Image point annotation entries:
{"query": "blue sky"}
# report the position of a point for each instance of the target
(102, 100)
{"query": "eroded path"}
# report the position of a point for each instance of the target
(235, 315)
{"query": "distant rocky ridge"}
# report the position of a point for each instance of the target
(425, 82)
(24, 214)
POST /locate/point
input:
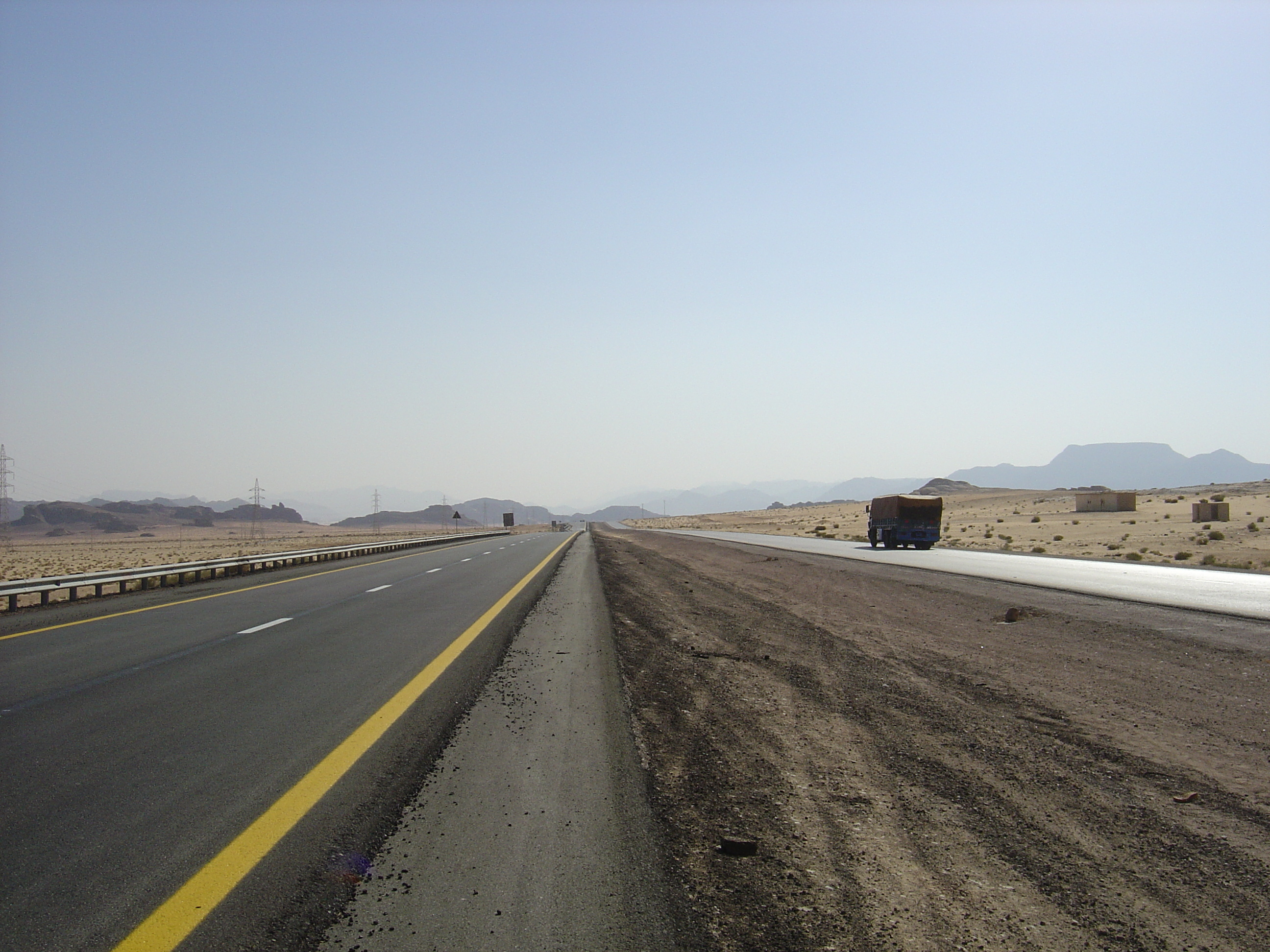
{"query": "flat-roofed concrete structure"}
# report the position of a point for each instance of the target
(1106, 502)
(1211, 512)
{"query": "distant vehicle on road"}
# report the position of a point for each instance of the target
(904, 521)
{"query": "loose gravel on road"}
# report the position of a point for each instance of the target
(921, 775)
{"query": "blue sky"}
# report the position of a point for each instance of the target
(557, 250)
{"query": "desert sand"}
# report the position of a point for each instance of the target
(31, 554)
(1047, 524)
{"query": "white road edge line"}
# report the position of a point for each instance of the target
(261, 627)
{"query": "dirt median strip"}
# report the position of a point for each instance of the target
(919, 775)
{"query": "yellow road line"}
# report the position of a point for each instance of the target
(219, 595)
(171, 923)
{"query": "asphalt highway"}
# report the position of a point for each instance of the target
(139, 744)
(1243, 595)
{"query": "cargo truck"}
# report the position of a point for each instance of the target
(904, 521)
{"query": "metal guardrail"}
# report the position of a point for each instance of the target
(228, 568)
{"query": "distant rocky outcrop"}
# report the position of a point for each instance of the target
(808, 505)
(1121, 465)
(60, 513)
(492, 511)
(273, 513)
(945, 488)
(432, 516)
(611, 513)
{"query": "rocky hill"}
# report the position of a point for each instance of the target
(432, 516)
(1122, 466)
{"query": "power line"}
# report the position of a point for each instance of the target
(257, 528)
(4, 494)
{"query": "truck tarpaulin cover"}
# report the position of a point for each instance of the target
(920, 508)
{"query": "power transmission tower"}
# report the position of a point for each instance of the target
(257, 528)
(5, 485)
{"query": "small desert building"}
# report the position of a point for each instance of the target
(1211, 512)
(1106, 502)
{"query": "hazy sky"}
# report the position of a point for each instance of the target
(554, 250)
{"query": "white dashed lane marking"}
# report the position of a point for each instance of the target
(262, 627)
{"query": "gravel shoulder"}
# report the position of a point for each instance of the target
(531, 832)
(920, 775)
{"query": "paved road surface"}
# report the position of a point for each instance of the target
(1230, 593)
(139, 744)
(533, 832)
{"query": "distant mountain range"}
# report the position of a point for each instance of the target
(1121, 466)
(1117, 465)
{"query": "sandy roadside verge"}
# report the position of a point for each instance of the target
(1160, 531)
(921, 776)
(31, 554)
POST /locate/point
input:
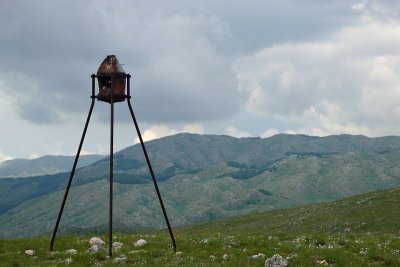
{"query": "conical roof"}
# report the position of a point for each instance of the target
(110, 65)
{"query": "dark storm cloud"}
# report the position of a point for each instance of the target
(180, 54)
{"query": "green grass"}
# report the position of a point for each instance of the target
(358, 231)
(208, 250)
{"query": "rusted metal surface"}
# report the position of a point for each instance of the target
(111, 69)
(112, 79)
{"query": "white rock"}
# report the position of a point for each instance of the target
(117, 245)
(71, 251)
(140, 243)
(96, 248)
(137, 251)
(322, 262)
(179, 253)
(120, 260)
(276, 261)
(96, 241)
(259, 255)
(30, 252)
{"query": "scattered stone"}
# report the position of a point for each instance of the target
(276, 261)
(140, 243)
(96, 248)
(96, 241)
(71, 251)
(117, 245)
(259, 255)
(291, 256)
(30, 252)
(120, 260)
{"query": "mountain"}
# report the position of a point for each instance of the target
(44, 165)
(203, 177)
(361, 230)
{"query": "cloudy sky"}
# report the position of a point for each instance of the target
(242, 68)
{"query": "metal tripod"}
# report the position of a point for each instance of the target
(128, 97)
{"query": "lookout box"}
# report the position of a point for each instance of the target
(112, 79)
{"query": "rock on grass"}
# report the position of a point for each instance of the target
(276, 261)
(96, 241)
(140, 243)
(29, 252)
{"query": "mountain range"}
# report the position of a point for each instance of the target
(202, 178)
(43, 165)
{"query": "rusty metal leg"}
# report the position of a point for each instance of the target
(73, 168)
(150, 169)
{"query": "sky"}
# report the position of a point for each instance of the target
(239, 68)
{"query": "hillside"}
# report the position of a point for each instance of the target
(373, 213)
(202, 178)
(362, 230)
(43, 166)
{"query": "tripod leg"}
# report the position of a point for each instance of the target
(71, 176)
(152, 175)
(111, 169)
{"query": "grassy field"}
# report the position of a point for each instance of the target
(357, 231)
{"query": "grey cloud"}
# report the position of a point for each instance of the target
(180, 53)
(37, 113)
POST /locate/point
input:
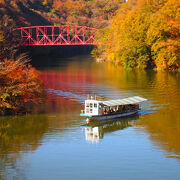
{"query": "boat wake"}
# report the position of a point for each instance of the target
(69, 95)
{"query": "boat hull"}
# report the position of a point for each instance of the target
(111, 116)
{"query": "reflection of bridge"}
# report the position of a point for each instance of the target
(57, 35)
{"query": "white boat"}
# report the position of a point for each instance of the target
(103, 110)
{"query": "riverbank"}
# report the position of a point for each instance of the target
(19, 85)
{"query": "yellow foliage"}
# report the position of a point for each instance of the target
(144, 34)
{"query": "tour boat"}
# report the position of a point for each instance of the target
(96, 110)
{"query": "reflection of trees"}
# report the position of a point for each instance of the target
(164, 130)
(162, 89)
(96, 130)
(19, 135)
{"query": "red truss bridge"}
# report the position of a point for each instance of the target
(57, 35)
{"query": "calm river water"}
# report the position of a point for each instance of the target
(53, 144)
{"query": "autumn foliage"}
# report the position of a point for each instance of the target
(19, 84)
(144, 34)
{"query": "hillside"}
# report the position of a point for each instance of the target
(144, 34)
(95, 13)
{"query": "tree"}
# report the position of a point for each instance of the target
(19, 84)
(164, 36)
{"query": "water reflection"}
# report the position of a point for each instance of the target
(94, 131)
(19, 135)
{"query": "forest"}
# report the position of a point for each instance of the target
(144, 34)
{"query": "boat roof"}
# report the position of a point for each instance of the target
(130, 100)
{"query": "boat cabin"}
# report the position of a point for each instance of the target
(94, 107)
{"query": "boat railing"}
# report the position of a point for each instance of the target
(82, 111)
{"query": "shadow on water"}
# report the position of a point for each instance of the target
(19, 135)
(94, 131)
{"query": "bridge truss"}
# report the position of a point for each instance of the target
(57, 35)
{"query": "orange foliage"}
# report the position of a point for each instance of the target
(19, 83)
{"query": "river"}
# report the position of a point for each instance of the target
(53, 144)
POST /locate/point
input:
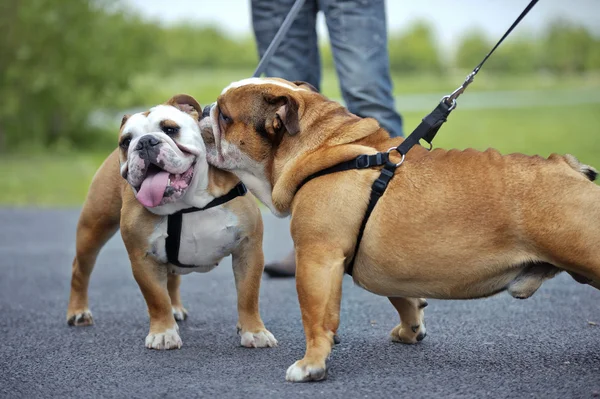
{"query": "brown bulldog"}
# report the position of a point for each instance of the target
(160, 168)
(451, 225)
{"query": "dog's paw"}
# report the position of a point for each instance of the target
(179, 313)
(303, 372)
(80, 319)
(166, 340)
(408, 334)
(260, 339)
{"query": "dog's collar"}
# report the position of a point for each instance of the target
(174, 221)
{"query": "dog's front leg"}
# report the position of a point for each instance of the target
(319, 274)
(248, 265)
(412, 320)
(152, 279)
(173, 282)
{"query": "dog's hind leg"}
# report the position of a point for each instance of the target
(412, 320)
(99, 220)
(566, 225)
(530, 279)
(179, 312)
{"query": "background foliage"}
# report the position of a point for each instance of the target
(60, 60)
(69, 70)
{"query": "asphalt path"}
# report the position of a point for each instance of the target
(547, 346)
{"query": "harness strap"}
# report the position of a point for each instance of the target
(360, 162)
(377, 190)
(426, 130)
(174, 221)
(428, 127)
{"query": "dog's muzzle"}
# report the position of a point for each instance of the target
(147, 147)
(206, 110)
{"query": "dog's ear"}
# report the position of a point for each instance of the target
(125, 118)
(286, 112)
(306, 85)
(187, 104)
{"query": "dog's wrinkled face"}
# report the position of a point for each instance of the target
(247, 124)
(159, 150)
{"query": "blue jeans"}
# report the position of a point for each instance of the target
(358, 34)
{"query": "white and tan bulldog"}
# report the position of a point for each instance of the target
(451, 225)
(159, 168)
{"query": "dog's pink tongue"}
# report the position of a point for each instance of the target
(153, 188)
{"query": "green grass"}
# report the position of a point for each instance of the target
(63, 179)
(47, 180)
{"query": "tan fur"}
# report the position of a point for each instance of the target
(111, 205)
(451, 225)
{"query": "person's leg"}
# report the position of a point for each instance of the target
(358, 35)
(297, 57)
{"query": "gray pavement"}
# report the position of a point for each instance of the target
(547, 346)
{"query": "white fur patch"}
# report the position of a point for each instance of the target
(259, 81)
(138, 125)
(167, 340)
(297, 373)
(261, 339)
(206, 238)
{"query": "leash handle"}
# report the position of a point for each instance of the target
(285, 26)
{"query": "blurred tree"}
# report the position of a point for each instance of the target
(59, 60)
(519, 56)
(188, 46)
(414, 50)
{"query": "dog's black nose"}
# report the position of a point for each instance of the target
(206, 110)
(147, 141)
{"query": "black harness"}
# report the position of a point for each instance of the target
(426, 130)
(173, 240)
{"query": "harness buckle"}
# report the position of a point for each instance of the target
(362, 161)
(241, 189)
(396, 149)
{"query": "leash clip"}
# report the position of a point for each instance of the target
(451, 98)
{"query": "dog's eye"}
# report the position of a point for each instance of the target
(170, 130)
(125, 143)
(225, 118)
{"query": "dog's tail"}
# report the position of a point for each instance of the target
(586, 170)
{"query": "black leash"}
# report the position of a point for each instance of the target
(285, 26)
(426, 130)
(173, 240)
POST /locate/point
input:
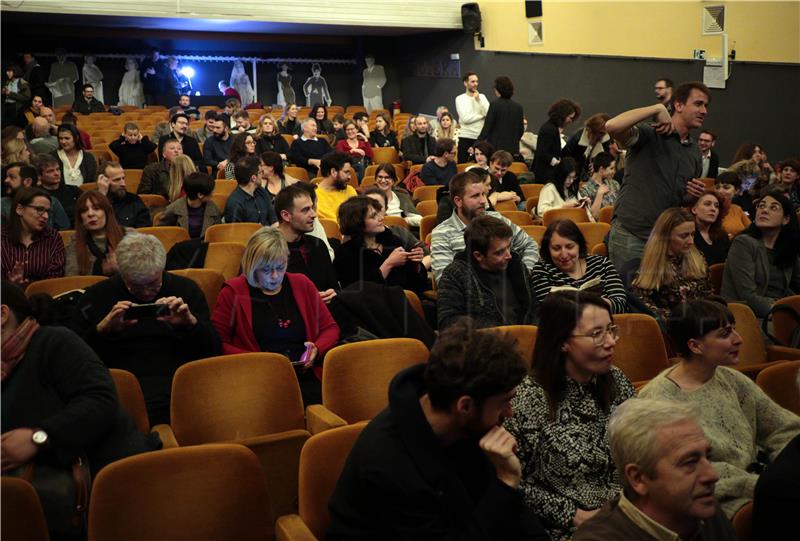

# [Goal]
Identify each line in the entries above that contains the word "desert", treating uppercase and lowercase as different, and copy every such line in full.

# [Solution to this problem]
{"query": "desert sand"}
{"query": "small desert building"}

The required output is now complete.